Please turn every line of the items below into a numbered list, skipping blank lines and leaving the pictures out.

* PROVIDED DATA *
========================================================================

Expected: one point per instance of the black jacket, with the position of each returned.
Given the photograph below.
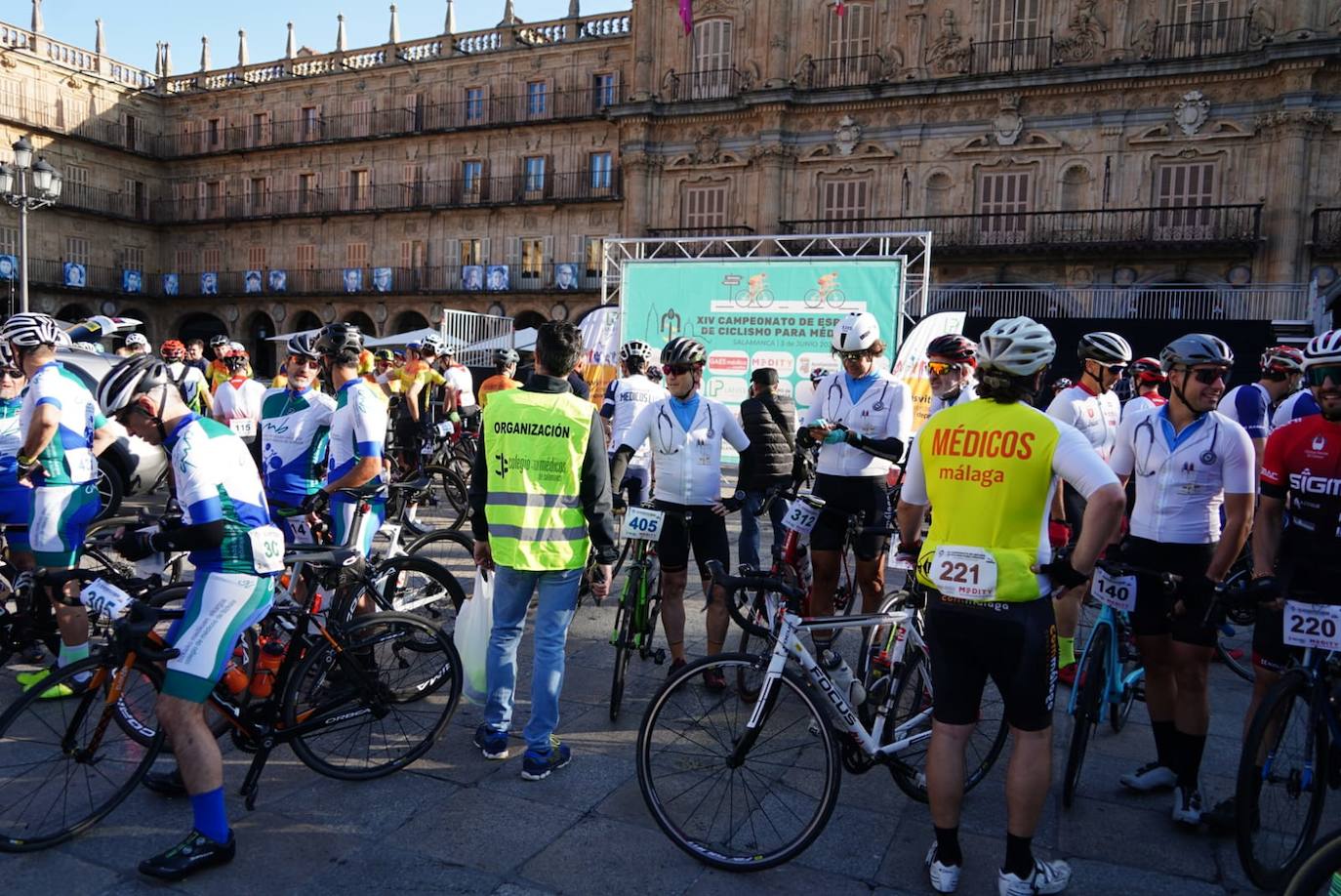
(594, 483)
(773, 444)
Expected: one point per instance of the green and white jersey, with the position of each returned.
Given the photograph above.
(216, 479)
(67, 459)
(295, 436)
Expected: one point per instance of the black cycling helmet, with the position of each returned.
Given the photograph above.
(684, 350)
(334, 338)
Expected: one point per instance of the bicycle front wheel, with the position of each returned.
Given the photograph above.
(738, 814)
(61, 765)
(1089, 706)
(377, 703)
(1282, 782)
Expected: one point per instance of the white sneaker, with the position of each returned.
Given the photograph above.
(1150, 777)
(1047, 877)
(944, 878)
(1187, 806)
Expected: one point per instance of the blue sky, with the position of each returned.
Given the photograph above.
(132, 28)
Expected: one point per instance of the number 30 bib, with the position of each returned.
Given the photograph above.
(967, 573)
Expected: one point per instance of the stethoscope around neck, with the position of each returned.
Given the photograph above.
(1208, 456)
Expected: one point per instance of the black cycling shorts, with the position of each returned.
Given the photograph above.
(706, 533)
(845, 497)
(1014, 644)
(1154, 606)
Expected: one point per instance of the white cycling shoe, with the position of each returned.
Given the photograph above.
(1047, 877)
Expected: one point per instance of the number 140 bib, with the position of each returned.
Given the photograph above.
(967, 573)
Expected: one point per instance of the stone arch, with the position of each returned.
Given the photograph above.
(261, 328)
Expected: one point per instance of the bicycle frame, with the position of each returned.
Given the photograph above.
(789, 645)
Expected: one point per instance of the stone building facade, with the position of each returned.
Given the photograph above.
(1071, 157)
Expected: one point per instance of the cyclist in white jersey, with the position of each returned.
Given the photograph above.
(1250, 404)
(357, 441)
(624, 400)
(687, 430)
(951, 361)
(236, 554)
(295, 424)
(61, 433)
(1092, 407)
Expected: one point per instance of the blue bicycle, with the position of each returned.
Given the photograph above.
(1111, 676)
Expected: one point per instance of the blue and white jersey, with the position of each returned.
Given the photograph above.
(1301, 404)
(295, 434)
(358, 429)
(67, 459)
(216, 479)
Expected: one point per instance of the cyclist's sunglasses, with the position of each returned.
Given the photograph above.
(1319, 376)
(1207, 376)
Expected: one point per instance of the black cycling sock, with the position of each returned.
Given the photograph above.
(1019, 856)
(1191, 746)
(947, 846)
(1165, 744)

========================================================================

* TASK RESULT *
1. Expected: one point per instance of the black jacket, with the position of each returned.
2. Given the photograph below.
3. (594, 483)
4. (773, 444)
5. Expected: one point per instance of the green and white jersey, with the position of each returned.
6. Given the photograph above.
7. (216, 479)
8. (67, 459)
9. (295, 436)
10. Expected: one point per instance of the black cycling helmet, with the position of each returned.
11. Given the photograph above.
12. (684, 350)
13. (334, 338)
14. Expected: one point per instance of the bicycle front wheel, with the position of each returned.
15. Given the photograph above.
16. (738, 814)
17. (61, 765)
18. (1089, 706)
19. (377, 703)
20. (1282, 782)
21. Expected: one point per instance of the white sneaker, with the position of each returned.
22. Given the photograph above.
23. (1150, 777)
24. (1047, 877)
25. (944, 878)
26. (1187, 806)
27. Expected: one point per instance of the blue sky, with the position of each returned.
28. Given the photograph above.
29. (132, 28)
30. Expected: one point per instance of the number 30 bib, with the position of each returned.
31. Given the photograph above.
32. (967, 573)
33. Expected: one point per instance of the stethoscope around neck, with the position of each returned.
34. Given the photograph above.
35. (1208, 456)
36. Expected: one point per instance of the black cycling shorts, with the position of each returned.
37. Given the photograph above.
38. (706, 533)
39. (845, 497)
40. (1014, 644)
41. (1154, 606)
42. Expected: one point per instance of the white cycling shoe, with the position of each returned.
43. Given the photograph above.
44. (1047, 877)
45. Expected: one point per instance of the number 140 bib, with the position of each returned.
46. Given the photograph above.
47. (967, 573)
48. Expected: one point per instance of the stone arch, with the position of each returned.
49. Given the photograph above.
50. (261, 328)
51. Expected: one point per instance of the bicycle frame, with the position of each returned.
52. Given the photograph above.
53. (789, 645)
54. Expected: one point per instance of the stone building facade, with the position of each returned.
55. Given the photograph above.
56. (1071, 157)
57. Expected: one point per instance of the cyclist in white jersey, with the position of each returned.
58. Given the photograph above.
59. (1250, 404)
60. (357, 441)
61. (624, 400)
62. (687, 430)
63. (951, 361)
64. (236, 554)
65. (295, 424)
66. (61, 433)
67. (1092, 407)
68. Expected: one point per instance of the blue bicycle, with the position of each returned.
69. Given the photograph above.
70. (1111, 676)
71. Expected: one point per instance of the blue and white jersey, with the position of each returned.
72. Given the photograph above.
73. (1301, 404)
74. (295, 434)
75. (358, 429)
76. (67, 459)
77. (216, 479)
78. Expected: one point per instance of the cyclist's sunglasses, with the position of each returned.
79. Given the photograph above.
80. (1319, 376)
81. (1207, 376)
82. Expected: one point per instance of the black cycling sock, with the position of each returned.
83. Given the photograph above.
84. (1019, 856)
85. (1191, 746)
86. (947, 846)
87. (1165, 744)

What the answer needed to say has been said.